• _Objective_: How many lines in the records below contain the word "pixels"? Reply with only the count.

• _Data to process_:
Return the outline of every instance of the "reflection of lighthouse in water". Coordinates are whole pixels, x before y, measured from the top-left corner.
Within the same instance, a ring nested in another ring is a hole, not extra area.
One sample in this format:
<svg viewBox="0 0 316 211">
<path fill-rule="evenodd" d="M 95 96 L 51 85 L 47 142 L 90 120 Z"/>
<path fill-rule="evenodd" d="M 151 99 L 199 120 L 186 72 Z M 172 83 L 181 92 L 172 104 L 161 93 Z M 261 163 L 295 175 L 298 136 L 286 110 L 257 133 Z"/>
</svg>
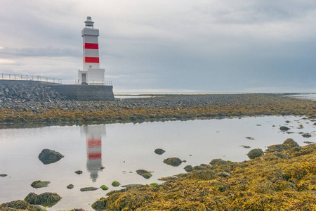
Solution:
<svg viewBox="0 0 316 211">
<path fill-rule="evenodd" d="M 86 141 L 86 170 L 93 182 L 98 178 L 98 172 L 102 171 L 102 136 L 105 135 L 105 125 L 84 126 Z"/>
</svg>

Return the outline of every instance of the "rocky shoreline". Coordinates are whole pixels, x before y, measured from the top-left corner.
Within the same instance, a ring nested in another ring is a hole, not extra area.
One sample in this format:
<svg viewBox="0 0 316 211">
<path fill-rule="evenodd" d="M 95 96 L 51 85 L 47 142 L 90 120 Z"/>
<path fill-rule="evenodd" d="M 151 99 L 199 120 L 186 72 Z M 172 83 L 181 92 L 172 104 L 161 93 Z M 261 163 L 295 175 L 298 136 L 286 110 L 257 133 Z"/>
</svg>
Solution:
<svg viewBox="0 0 316 211">
<path fill-rule="evenodd" d="M 2 98 L 0 127 L 143 122 L 195 118 L 316 113 L 316 101 L 281 94 L 157 95 L 115 101 L 20 101 Z"/>
</svg>

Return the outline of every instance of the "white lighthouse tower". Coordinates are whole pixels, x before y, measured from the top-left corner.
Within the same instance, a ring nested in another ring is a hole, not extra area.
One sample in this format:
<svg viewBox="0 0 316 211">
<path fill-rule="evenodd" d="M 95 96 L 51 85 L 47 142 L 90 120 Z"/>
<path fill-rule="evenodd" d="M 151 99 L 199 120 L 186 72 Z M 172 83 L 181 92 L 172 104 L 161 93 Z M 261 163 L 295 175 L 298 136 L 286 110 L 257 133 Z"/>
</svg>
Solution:
<svg viewBox="0 0 316 211">
<path fill-rule="evenodd" d="M 99 30 L 93 28 L 94 22 L 88 16 L 82 30 L 84 39 L 84 70 L 78 70 L 78 82 L 81 84 L 104 85 L 104 69 L 100 69 Z"/>
</svg>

• _Exercise answer_: 3